Page extract —

In contrast to the fixed price of solar, wind and battery storage, gas prices are volatile. The promised savings of a few dollars a month could be wiped out at any time by geopolitical events, supply chain disruptions and severe weather events. We’re still paying off additional charges CPS Energy incurred during the deadly winter storm of 2021. It took just a few days of frozen methane gas supply chain to stick Texans with billions of dollars in new charges that will stay on our bills for years. Why should we believe CPS Energy when they say that this gas plant purchase will save money? No utility, even one as big as CPS Energy, can predict with certainty how much gas will cost next year or even next week.
If CPS Energy had considered this major purchase in an open forum, its ratepayers would have raised other concerns. Fossil fuel gas plants come with other costs. Human health, our environment and the climate suffer when we burn methane gas. CPS Energy’s new purchases could run for 40 or 50 years, meaning we’ve locked in those negative costs.
The timing of CPS Energy’s announcement is especially disappointing. The utility is just about to begin the process of updating its generation plan. This update would have determined the energy sources that will be used to meet future electricity demand. But that decision has already been made, to the tune of $1.4 billion. CPS Energy’s last major power purchase decision also happened without community input.
The update should have been the opportunity for stakeholders to engage with CPS Energy on any expensive fossil fuel expansion plans and the issues of sustainability, affordability and reliability of all power sources.

Records provided —
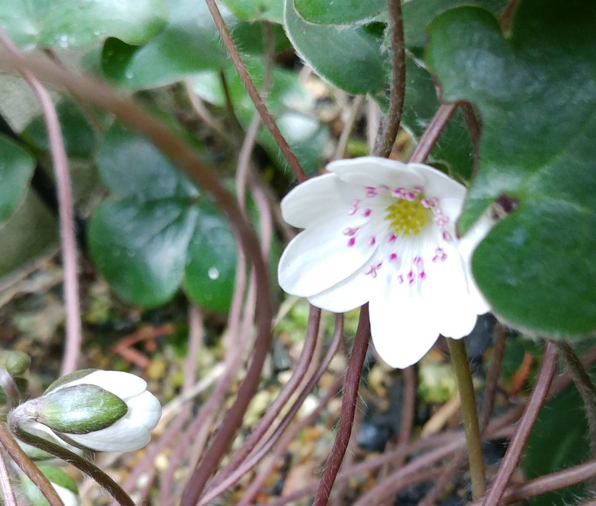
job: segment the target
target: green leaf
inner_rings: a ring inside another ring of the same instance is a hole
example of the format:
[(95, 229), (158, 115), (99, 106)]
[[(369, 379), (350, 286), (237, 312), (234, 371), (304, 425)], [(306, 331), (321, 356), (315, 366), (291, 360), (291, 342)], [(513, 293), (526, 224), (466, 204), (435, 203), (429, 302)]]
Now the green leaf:
[(429, 23), (443, 11), (460, 5), (477, 5), (498, 15), (508, 3), (507, 0), (409, 0), (402, 5), (406, 47), (424, 48)]
[[(257, 88), (260, 89), (265, 72), (263, 62), (247, 58), (245, 64)], [(236, 114), (246, 128), (256, 111), (254, 105), (235, 70), (228, 68), (225, 75)], [(195, 92), (204, 100), (224, 105), (224, 92), (217, 73), (204, 72), (194, 76), (193, 86)], [(308, 114), (312, 108), (312, 100), (297, 72), (279, 67), (274, 68), (271, 89), (266, 100), (267, 107), (308, 174), (314, 174), (320, 168), (322, 152), (329, 139), (328, 129)], [(257, 140), (273, 160), (289, 170), (277, 143), (264, 126), (259, 130)]]
[(88, 434), (113, 425), (128, 411), (117, 395), (95, 385), (52, 390), (33, 401), (36, 420), (65, 434)]
[[(51, 466), (39, 466), (38, 467), (39, 470), (52, 483), (64, 487), (73, 493), (78, 495), (79, 489), (76, 482), (61, 469)], [(32, 506), (48, 506), (49, 503), (44, 496), (44, 494), (26, 474), (21, 474), (19, 477), (21, 491)], [(63, 499), (63, 498), (61, 498)]]
[(140, 44), (167, 18), (163, 0), (3, 0), (0, 27), (21, 48), (84, 49), (107, 37)]
[(11, 376), (23, 376), (31, 365), (31, 357), (22, 351), (12, 349), (0, 350), (0, 366)]
[(485, 126), (460, 230), (504, 195), (517, 202), (474, 252), (474, 277), (508, 323), (552, 336), (596, 329), (595, 17), (590, 2), (521, 0), (507, 40), (478, 8), (430, 26), (443, 98), (474, 102)]
[(153, 307), (182, 285), (203, 307), (227, 311), (237, 255), (227, 218), (153, 145), (117, 123), (97, 162), (112, 198), (91, 217), (89, 252), (116, 293)]
[(35, 160), (27, 151), (0, 135), (0, 223), (23, 202), (33, 176)]
[(300, 57), (332, 84), (354, 94), (375, 95), (387, 86), (382, 36), (365, 27), (307, 23), (296, 11), (294, 0), (285, 0), (284, 23)]
[(196, 212), (179, 198), (107, 201), (91, 218), (91, 258), (120, 297), (159, 305), (180, 285), (195, 221)]
[(222, 3), (244, 21), (283, 21), (284, 0), (222, 0)]
[[(71, 100), (65, 99), (58, 104), (56, 111), (67, 155), (73, 158), (91, 158), (95, 150), (97, 138), (79, 106)], [(21, 132), (21, 136), (32, 148), (41, 151), (49, 151), (43, 116), (37, 116), (32, 120)]]
[(199, 305), (226, 313), (236, 275), (236, 239), (229, 222), (214, 205), (205, 201), (198, 210), (184, 268), (184, 291)]
[(57, 244), (55, 217), (27, 189), (23, 204), (0, 226), (0, 279), (8, 279)]
[(305, 21), (315, 24), (356, 24), (387, 10), (386, 0), (294, 0), (294, 5)]
[[(226, 66), (228, 54), (203, 0), (166, 0), (170, 19), (166, 27), (144, 45), (135, 46), (118, 39), (105, 41), (101, 67), (104, 76), (129, 89), (144, 89), (180, 80), (206, 70)], [(243, 52), (264, 52), (260, 23), (241, 21), (225, 7), (222, 15), (232, 38)], [(274, 30), (276, 45), (285, 36)]]
[[(406, 55), (406, 92), (401, 126), (417, 140), (439, 108), (434, 83), (423, 62)], [(458, 109), (431, 152), (429, 161), (446, 165), (452, 176), (467, 181), (474, 167), (474, 146)]]
[(39, 466), (39, 470), (52, 483), (68, 489), (73, 493), (79, 493), (79, 488), (77, 486), (76, 482), (59, 467), (54, 467), (52, 466)]

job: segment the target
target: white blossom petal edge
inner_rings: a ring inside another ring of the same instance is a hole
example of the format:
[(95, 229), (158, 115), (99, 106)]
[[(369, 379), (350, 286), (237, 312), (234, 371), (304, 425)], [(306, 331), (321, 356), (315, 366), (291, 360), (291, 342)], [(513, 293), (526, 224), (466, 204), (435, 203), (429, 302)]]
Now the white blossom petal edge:
[(284, 219), (304, 228), (280, 260), (280, 285), (343, 313), (370, 303), (372, 342), (393, 367), (439, 334), (460, 339), (489, 310), (470, 261), (490, 220), (457, 239), (465, 188), (436, 169), (374, 157), (332, 162), (292, 190)]
[(94, 385), (117, 396), (126, 404), (126, 414), (105, 429), (86, 434), (66, 435), (75, 443), (96, 451), (129, 452), (147, 446), (149, 432), (162, 416), (159, 401), (147, 390), (142, 378), (120, 371), (94, 371), (61, 385), (56, 390), (76, 385)]

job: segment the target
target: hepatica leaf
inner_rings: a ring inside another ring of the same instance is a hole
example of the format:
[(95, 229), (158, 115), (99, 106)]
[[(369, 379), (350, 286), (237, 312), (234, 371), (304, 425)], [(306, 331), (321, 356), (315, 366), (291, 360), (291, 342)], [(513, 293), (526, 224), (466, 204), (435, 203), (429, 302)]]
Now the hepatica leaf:
[(592, 2), (520, 0), (507, 40), (475, 7), (440, 15), (429, 32), (443, 98), (483, 116), (460, 231), (502, 195), (519, 202), (477, 248), (474, 276), (495, 313), (555, 337), (596, 329), (595, 19)]
[[(179, 80), (207, 70), (218, 70), (228, 62), (228, 54), (204, 0), (165, 0), (169, 18), (165, 28), (147, 43), (132, 45), (119, 38), (104, 46), (104, 74), (119, 86), (144, 89)], [(220, 5), (234, 42), (243, 52), (264, 52), (262, 24), (241, 21)], [(285, 37), (273, 30), (276, 47)], [(287, 43), (287, 41), (286, 41)]]
[(282, 22), (284, 0), (222, 0), (222, 3), (244, 21)]
[(0, 27), (25, 49), (88, 48), (107, 37), (140, 44), (163, 27), (163, 0), (2, 0)]
[(33, 173), (33, 156), (14, 141), (0, 135), (0, 224), (25, 198)]
[(321, 77), (355, 94), (375, 95), (387, 86), (383, 38), (365, 27), (313, 24), (285, 0), (284, 24), (300, 57)]
[[(260, 89), (264, 74), (263, 62), (256, 58), (246, 58), (244, 63), (255, 85)], [(238, 120), (247, 127), (256, 111), (254, 105), (235, 70), (228, 67), (225, 74)], [(193, 86), (195, 92), (204, 100), (224, 105), (224, 92), (218, 73), (206, 71), (195, 75)], [(279, 67), (274, 68), (271, 89), (266, 97), (267, 107), (308, 174), (313, 174), (320, 168), (322, 152), (329, 137), (327, 128), (307, 113), (311, 107), (311, 99), (297, 72)], [(258, 140), (269, 156), (282, 167), (286, 167), (285, 159), (265, 127), (259, 131)]]
[(355, 24), (387, 9), (386, 0), (294, 0), (294, 5), (305, 21), (316, 24)]
[(197, 304), (229, 308), (237, 249), (227, 218), (145, 139), (114, 124), (97, 158), (111, 198), (89, 229), (91, 257), (123, 299), (156, 306), (181, 286)]

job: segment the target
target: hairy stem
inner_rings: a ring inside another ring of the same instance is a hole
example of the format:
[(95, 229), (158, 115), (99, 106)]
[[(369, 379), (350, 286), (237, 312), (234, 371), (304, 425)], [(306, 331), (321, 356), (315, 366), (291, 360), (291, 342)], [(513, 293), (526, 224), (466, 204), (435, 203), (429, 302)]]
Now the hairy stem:
[(486, 478), (485, 477), (484, 457), (482, 443), (478, 425), (476, 400), (472, 384), (472, 375), (470, 371), (470, 363), (465, 351), (465, 345), (461, 339), (447, 339), (451, 361), (457, 379), (457, 388), (461, 400), (461, 413), (464, 418), (464, 431), (468, 449), (468, 460), (472, 477), (472, 497), (479, 499), (484, 495)]
[[(507, 489), (501, 499), (501, 504), (510, 504), (524, 499), (552, 492), (559, 489), (571, 486), (596, 476), (596, 461), (591, 460), (580, 464), (573, 467), (569, 467), (562, 471), (557, 471), (550, 474), (535, 478), (520, 485)], [(468, 506), (480, 506), (482, 501), (475, 501)], [(594, 505), (591, 501), (582, 506)]]
[[(484, 401), (482, 403), (482, 410), (480, 416), (481, 437), (485, 435), (489, 422), (491, 421), (491, 417), (492, 416), (495, 406), (495, 396), (496, 393), (496, 387), (501, 372), (501, 364), (505, 351), (505, 339), (507, 336), (507, 332), (505, 327), (500, 323), (496, 324), (495, 334), (492, 360), (491, 361), (491, 368), (486, 375), (486, 388), (485, 389)], [(428, 493), (418, 502), (418, 506), (433, 506), (437, 498), (453, 479), (453, 477), (455, 476), (455, 473), (461, 466), (467, 454), (466, 451), (461, 451), (453, 458), (451, 464), (437, 480)]]
[(23, 451), (6, 426), (0, 422), (0, 444), (11, 456), (17, 466), (33, 482), (44, 495), (49, 506), (64, 506), (55, 489), (33, 461)]
[[(18, 55), (18, 50), (6, 35), (0, 30), (0, 43), (7, 51)], [(70, 176), (64, 140), (58, 114), (48, 90), (29, 71), (17, 67), (23, 78), (31, 87), (41, 106), (48, 128), (48, 138), (58, 189), (58, 210), (60, 226), (62, 264), (64, 271), (64, 306), (66, 313), (66, 342), (61, 375), (73, 372), (80, 354), (80, 304), (77, 279), (77, 250), (74, 233), (74, 212), (73, 207)]]
[(551, 342), (548, 342), (544, 347), (542, 363), (530, 399), (517, 424), (516, 433), (507, 447), (496, 476), (485, 497), (482, 506), (496, 506), (500, 504), (507, 484), (522, 457), (522, 452), (530, 436), (532, 429), (536, 423), (540, 410), (546, 402), (556, 367), (557, 349)]
[(4, 452), (0, 451), (0, 498), (4, 506), (17, 506), (13, 484), (10, 482), (8, 468), (6, 465)]
[(406, 53), (403, 43), (403, 20), (401, 0), (387, 0), (389, 30), (391, 32), (392, 65), (389, 110), (384, 119), (383, 132), (374, 152), (386, 158), (391, 154), (403, 112), (406, 91)]
[(424, 163), (430, 154), (430, 151), (436, 143), (447, 123), (451, 118), (457, 108), (457, 102), (442, 104), (430, 120), (429, 126), (422, 135), (412, 156), (411, 162)]
[(592, 457), (596, 458), (596, 388), (592, 382), (589, 374), (569, 343), (563, 339), (553, 340), (551, 342), (565, 363), (565, 366), (582, 396), (589, 424), (590, 449), (592, 451)]
[(323, 472), (323, 477), (319, 483), (319, 488), (316, 491), (313, 506), (325, 506), (327, 504), (331, 488), (347, 448), (354, 420), (356, 400), (358, 395), (358, 386), (360, 385), (360, 376), (362, 366), (364, 365), (364, 359), (367, 356), (370, 333), (368, 305), (365, 304), (360, 310), (358, 328), (356, 331), (354, 345), (347, 364), (346, 384), (342, 398), (339, 429), (331, 452), (327, 460), (327, 466)]
[(64, 446), (27, 432), (15, 418), (14, 412), (9, 414), (8, 424), (11, 430), (21, 441), (24, 441), (33, 446), (55, 455), (69, 464), (72, 464), (82, 473), (90, 476), (105, 488), (110, 495), (123, 506), (135, 506), (132, 499), (128, 496), (120, 486), (94, 464)]

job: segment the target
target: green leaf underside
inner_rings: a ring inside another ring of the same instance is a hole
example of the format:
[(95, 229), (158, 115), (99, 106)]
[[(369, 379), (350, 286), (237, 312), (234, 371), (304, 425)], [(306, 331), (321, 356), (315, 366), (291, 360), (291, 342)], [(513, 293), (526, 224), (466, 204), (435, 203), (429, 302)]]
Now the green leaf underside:
[[(245, 64), (255, 85), (260, 88), (264, 73), (262, 61), (247, 58)], [(255, 113), (254, 106), (235, 70), (228, 67), (225, 75), (236, 114), (246, 128)], [(204, 100), (224, 105), (223, 90), (218, 73), (201, 73), (193, 77), (193, 83), (195, 92)], [(306, 113), (311, 107), (310, 99), (297, 73), (277, 67), (274, 68), (272, 86), (266, 97), (268, 108), (305, 171), (308, 174), (314, 174), (320, 168), (329, 133), (327, 127)], [(257, 140), (274, 160), (289, 170), (285, 158), (268, 130), (262, 127)]]
[(465, 233), (503, 194), (519, 201), (477, 248), (496, 313), (555, 337), (596, 329), (596, 4), (522, 0), (505, 40), (487, 11), (436, 18), (427, 60), (448, 101), (479, 108), (480, 165)]
[(406, 47), (424, 48), (429, 23), (443, 11), (460, 5), (476, 5), (498, 16), (508, 3), (508, 0), (408, 0), (402, 5)]
[(38, 399), (39, 420), (52, 430), (88, 434), (110, 427), (128, 408), (113, 393), (94, 385), (64, 386)]
[(107, 37), (140, 44), (167, 17), (163, 0), (3, 0), (0, 27), (21, 49), (88, 48)]
[[(91, 158), (95, 152), (97, 139), (93, 127), (79, 107), (74, 102), (65, 99), (58, 104), (56, 112), (66, 154), (72, 158)], [(21, 136), (34, 149), (49, 151), (43, 116), (34, 118), (21, 132)]]
[(353, 24), (373, 19), (387, 8), (386, 0), (294, 0), (298, 14), (315, 24)]
[(285, 0), (284, 23), (300, 57), (332, 84), (348, 93), (373, 95), (387, 86), (388, 54), (381, 50), (382, 38), (366, 27), (307, 23), (294, 0)]
[(222, 0), (222, 3), (244, 21), (283, 22), (284, 0)]
[(0, 223), (7, 220), (25, 198), (35, 167), (33, 156), (0, 135)]
[[(226, 66), (228, 54), (207, 4), (194, 0), (166, 0), (170, 17), (166, 27), (142, 46), (116, 38), (104, 45), (101, 67), (104, 76), (129, 89), (144, 89), (180, 80), (206, 70)], [(243, 53), (264, 52), (261, 23), (241, 21), (221, 7), (235, 42)], [(274, 27), (276, 46), (284, 46), (281, 27)]]
[(153, 145), (119, 124), (98, 165), (114, 198), (92, 216), (89, 251), (114, 291), (154, 307), (182, 285), (195, 303), (226, 312), (237, 260), (227, 219)]

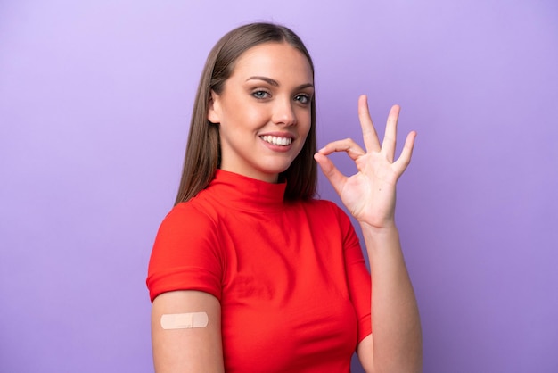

Written instruction A —
Answer these from the text on CPS Energy's gas plant purchase:
(i) Which event does the text say caused the additional charges ratepayers are still paying off?
(ii) For how many years could CPS Energy's new purchases run?
(iii) What dollar amount does the text attach to the decision already made?
Written instruction B —
Extend the commentary on CPS Energy's gas plant purchase past its final paragraph.

Reply A —
(i) The deadly winter storm of 2021.
(ii) 40 or 50 years.
(iii) $1.4 billion.

Reply B —
Currently, the only way CPS Energy engages the public in power generation is through its Community Input Committee. The CIC includes a power and technology working group; however, their meetings are not open to the public. The only publicly available information is a summary of the meetings posted on CPS Energy’s website. This lack of transparency in a public utility should alarm ratepayers.
In May 2024, CPS Energy made a similar announcement when it purchased three gas plants from Talen Energy in Laredo and Corpus Christi without public input. The cost of those plants was $785 million. Sudden announcements of gas generation purchases are not new. Let’s hope this most recent sudden announcement is the utility’s last and that public participation in such big decisions is invited and embraced.
DeeDee Belmares is a clean energy advocate with Public Citizen’s Texas office. She has served on the CPS Energy Rate Advisory Committee and lives in San Antonio.